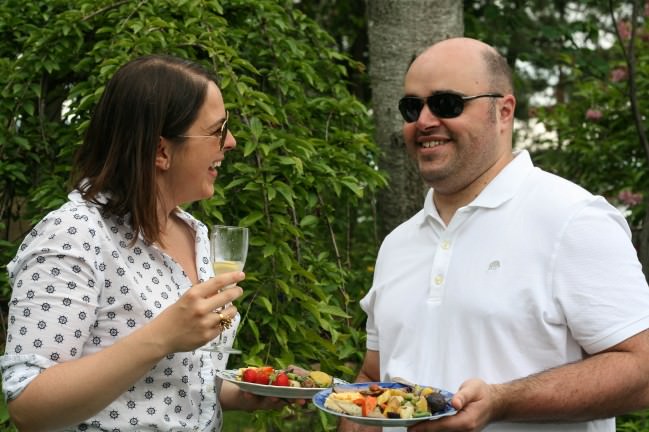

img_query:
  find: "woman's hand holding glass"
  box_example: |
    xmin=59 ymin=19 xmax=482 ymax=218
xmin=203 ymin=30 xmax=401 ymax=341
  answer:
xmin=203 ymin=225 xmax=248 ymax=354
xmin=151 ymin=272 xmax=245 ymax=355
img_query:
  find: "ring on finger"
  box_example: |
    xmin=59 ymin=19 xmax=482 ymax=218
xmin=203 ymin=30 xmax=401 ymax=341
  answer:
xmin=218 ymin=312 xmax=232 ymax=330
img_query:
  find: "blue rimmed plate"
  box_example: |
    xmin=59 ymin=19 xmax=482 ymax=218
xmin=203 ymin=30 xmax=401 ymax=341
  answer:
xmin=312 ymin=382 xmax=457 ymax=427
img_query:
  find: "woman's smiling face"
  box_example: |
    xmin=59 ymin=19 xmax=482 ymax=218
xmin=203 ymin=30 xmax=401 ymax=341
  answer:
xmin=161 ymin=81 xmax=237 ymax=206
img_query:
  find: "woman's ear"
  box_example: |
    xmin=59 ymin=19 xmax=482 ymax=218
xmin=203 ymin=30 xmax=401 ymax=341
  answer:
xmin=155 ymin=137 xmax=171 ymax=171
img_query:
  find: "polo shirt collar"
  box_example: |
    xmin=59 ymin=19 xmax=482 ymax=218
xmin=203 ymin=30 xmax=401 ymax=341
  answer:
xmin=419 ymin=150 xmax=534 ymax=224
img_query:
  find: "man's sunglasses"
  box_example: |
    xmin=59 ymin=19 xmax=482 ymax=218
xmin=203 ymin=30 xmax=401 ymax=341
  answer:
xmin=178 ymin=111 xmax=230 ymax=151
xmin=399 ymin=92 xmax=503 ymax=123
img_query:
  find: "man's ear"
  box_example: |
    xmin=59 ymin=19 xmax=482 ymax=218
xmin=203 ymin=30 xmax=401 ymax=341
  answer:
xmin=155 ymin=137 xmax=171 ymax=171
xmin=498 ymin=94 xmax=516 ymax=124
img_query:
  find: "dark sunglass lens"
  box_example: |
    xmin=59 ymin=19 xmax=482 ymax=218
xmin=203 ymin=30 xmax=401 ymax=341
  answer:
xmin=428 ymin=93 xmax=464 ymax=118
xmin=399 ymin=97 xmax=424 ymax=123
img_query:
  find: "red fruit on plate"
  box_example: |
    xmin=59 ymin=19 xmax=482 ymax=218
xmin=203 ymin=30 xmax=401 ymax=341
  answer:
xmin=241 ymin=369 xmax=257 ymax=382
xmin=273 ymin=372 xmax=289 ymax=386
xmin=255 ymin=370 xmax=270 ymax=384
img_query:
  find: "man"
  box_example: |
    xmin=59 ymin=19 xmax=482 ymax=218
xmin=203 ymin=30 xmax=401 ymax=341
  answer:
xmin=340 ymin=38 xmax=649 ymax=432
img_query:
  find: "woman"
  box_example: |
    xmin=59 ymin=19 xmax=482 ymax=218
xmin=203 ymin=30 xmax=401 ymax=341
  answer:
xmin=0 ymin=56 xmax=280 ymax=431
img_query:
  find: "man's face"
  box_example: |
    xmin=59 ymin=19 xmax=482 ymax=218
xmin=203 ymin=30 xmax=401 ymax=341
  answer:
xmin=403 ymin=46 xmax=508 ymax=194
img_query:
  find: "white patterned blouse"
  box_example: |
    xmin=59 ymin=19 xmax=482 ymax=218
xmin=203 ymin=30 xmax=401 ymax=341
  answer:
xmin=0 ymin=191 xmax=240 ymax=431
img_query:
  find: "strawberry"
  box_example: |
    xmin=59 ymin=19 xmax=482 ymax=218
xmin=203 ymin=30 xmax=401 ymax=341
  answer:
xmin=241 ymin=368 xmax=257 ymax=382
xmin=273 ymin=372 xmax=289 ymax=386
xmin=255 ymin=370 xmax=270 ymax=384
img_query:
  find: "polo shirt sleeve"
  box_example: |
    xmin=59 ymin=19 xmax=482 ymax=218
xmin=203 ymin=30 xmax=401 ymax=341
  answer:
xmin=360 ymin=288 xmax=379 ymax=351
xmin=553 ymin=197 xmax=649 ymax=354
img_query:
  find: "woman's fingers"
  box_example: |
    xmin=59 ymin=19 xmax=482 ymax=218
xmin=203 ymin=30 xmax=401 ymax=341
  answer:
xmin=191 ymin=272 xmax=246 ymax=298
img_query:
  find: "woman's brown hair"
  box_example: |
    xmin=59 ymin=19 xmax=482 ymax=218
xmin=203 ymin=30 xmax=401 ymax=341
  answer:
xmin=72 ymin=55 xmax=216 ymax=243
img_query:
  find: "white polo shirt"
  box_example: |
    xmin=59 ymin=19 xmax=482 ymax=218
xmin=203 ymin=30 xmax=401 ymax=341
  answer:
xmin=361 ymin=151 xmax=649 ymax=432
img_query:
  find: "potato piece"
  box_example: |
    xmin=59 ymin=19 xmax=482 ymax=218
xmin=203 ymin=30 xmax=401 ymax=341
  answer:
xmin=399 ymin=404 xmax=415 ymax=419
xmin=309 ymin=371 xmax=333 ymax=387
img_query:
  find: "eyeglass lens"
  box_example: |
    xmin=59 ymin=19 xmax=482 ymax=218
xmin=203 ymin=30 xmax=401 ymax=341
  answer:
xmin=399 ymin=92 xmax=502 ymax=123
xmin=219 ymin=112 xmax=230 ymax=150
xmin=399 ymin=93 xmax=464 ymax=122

════════════════════

WHAT IS NEEDED: Reproduce the listing above with "box_example" replaced by "sample_box" wherever it occurs and every other character left as it is. Do not include the pictures.

SOLUTION FOR THIS PROBLEM:
img_query:
  find: "woman's hand holding glass"
  sample_box: |
    xmin=59 ymin=19 xmax=482 ymax=218
xmin=203 ymin=30 xmax=401 ymax=341
  answer:
xmin=203 ymin=225 xmax=248 ymax=354
xmin=151 ymin=272 xmax=245 ymax=355
img_query:
  find: "ring on finger"
  sample_box: |
    xmin=59 ymin=19 xmax=482 ymax=218
xmin=203 ymin=30 xmax=401 ymax=341
  answer:
xmin=218 ymin=312 xmax=232 ymax=330
img_query:
  find: "blue rimmed plate"
  sample_box: |
    xmin=59 ymin=19 xmax=482 ymax=218
xmin=203 ymin=30 xmax=401 ymax=341
  answer:
xmin=312 ymin=382 xmax=457 ymax=427
img_query:
  find: "woman's smiling face"
  sample_box: |
    xmin=59 ymin=19 xmax=482 ymax=218
xmin=203 ymin=30 xmax=401 ymax=341
  answer:
xmin=161 ymin=81 xmax=237 ymax=206
img_query:
  find: "woman's ear"
  sample_box: |
    xmin=59 ymin=19 xmax=482 ymax=218
xmin=203 ymin=30 xmax=401 ymax=341
  answer:
xmin=155 ymin=137 xmax=171 ymax=171
img_query:
  find: "polo shirt collar"
  sample_box: |
    xmin=59 ymin=19 xmax=482 ymax=218
xmin=203 ymin=30 xmax=401 ymax=341
  answer:
xmin=419 ymin=150 xmax=534 ymax=224
img_query:
  find: "man's sunglasses"
  sample_box: |
    xmin=59 ymin=19 xmax=482 ymax=218
xmin=203 ymin=30 xmax=401 ymax=341
  answer:
xmin=178 ymin=111 xmax=230 ymax=151
xmin=399 ymin=92 xmax=503 ymax=123
img_query:
  find: "man's ear"
  sample_box: |
    xmin=59 ymin=19 xmax=482 ymax=218
xmin=203 ymin=30 xmax=401 ymax=341
  answer:
xmin=155 ymin=137 xmax=171 ymax=171
xmin=498 ymin=94 xmax=516 ymax=124
img_query:
  find: "dark sunglass lens"
  sample_box: |
    xmin=59 ymin=19 xmax=482 ymax=218
xmin=203 ymin=30 xmax=401 ymax=341
  answer:
xmin=428 ymin=93 xmax=464 ymax=118
xmin=399 ymin=97 xmax=424 ymax=123
img_query:
  find: "red fruit on plate"
  sample_box: |
    xmin=59 ymin=19 xmax=482 ymax=218
xmin=203 ymin=30 xmax=401 ymax=341
  answer:
xmin=241 ymin=369 xmax=257 ymax=382
xmin=273 ymin=372 xmax=289 ymax=386
xmin=255 ymin=370 xmax=270 ymax=384
img_query:
  find: "man"
  sample_box: |
    xmin=59 ymin=19 xmax=482 ymax=218
xmin=203 ymin=30 xmax=401 ymax=341
  answer:
xmin=340 ymin=38 xmax=649 ymax=432
img_query:
  find: "woman"
  sample_box: |
    xmin=59 ymin=19 xmax=482 ymax=218
xmin=203 ymin=30 xmax=401 ymax=341
  answer:
xmin=0 ymin=56 xmax=280 ymax=431
img_query:
  find: "man's face"
  sample_box: |
    xmin=59 ymin=19 xmax=482 ymax=218
xmin=203 ymin=30 xmax=401 ymax=341
  answer:
xmin=403 ymin=46 xmax=508 ymax=194
img_query:
  find: "white patterned blouse"
  sample_box: |
    xmin=59 ymin=19 xmax=482 ymax=218
xmin=203 ymin=30 xmax=401 ymax=341
  answer:
xmin=0 ymin=191 xmax=240 ymax=431
img_query:
  find: "strawberry"
  sample_box: |
    xmin=59 ymin=19 xmax=482 ymax=218
xmin=203 ymin=30 xmax=401 ymax=341
  answer:
xmin=241 ymin=368 xmax=257 ymax=382
xmin=273 ymin=372 xmax=289 ymax=386
xmin=255 ymin=370 xmax=270 ymax=384
img_query:
  find: "polo shirt sleeve"
  sample_box: |
    xmin=59 ymin=19 xmax=482 ymax=218
xmin=203 ymin=30 xmax=401 ymax=341
  answer:
xmin=360 ymin=288 xmax=379 ymax=351
xmin=553 ymin=197 xmax=649 ymax=354
img_query:
  find: "woman's fingers"
  sample_box: |
    xmin=59 ymin=19 xmax=482 ymax=218
xmin=203 ymin=30 xmax=401 ymax=341
  answer:
xmin=191 ymin=272 xmax=246 ymax=298
img_query:
  find: "woman's brown hair"
  sample_box: |
    xmin=59 ymin=19 xmax=482 ymax=218
xmin=203 ymin=30 xmax=401 ymax=341
  answer:
xmin=72 ymin=55 xmax=216 ymax=243
img_query:
  find: "white polo shirt"
  sample_box: |
    xmin=59 ymin=19 xmax=482 ymax=218
xmin=203 ymin=30 xmax=401 ymax=341
  answer:
xmin=361 ymin=151 xmax=649 ymax=432
img_query:
  find: "potato piece"
  sample_box: |
    xmin=59 ymin=19 xmax=482 ymax=218
xmin=203 ymin=30 xmax=401 ymax=341
  answer:
xmin=399 ymin=404 xmax=415 ymax=419
xmin=309 ymin=371 xmax=333 ymax=387
img_query:
  find: "eyeglass lens"
  sample_box: |
    xmin=59 ymin=19 xmax=482 ymax=218
xmin=203 ymin=30 xmax=401 ymax=341
  answer:
xmin=399 ymin=92 xmax=502 ymax=123
xmin=219 ymin=112 xmax=230 ymax=150
xmin=399 ymin=93 xmax=464 ymax=122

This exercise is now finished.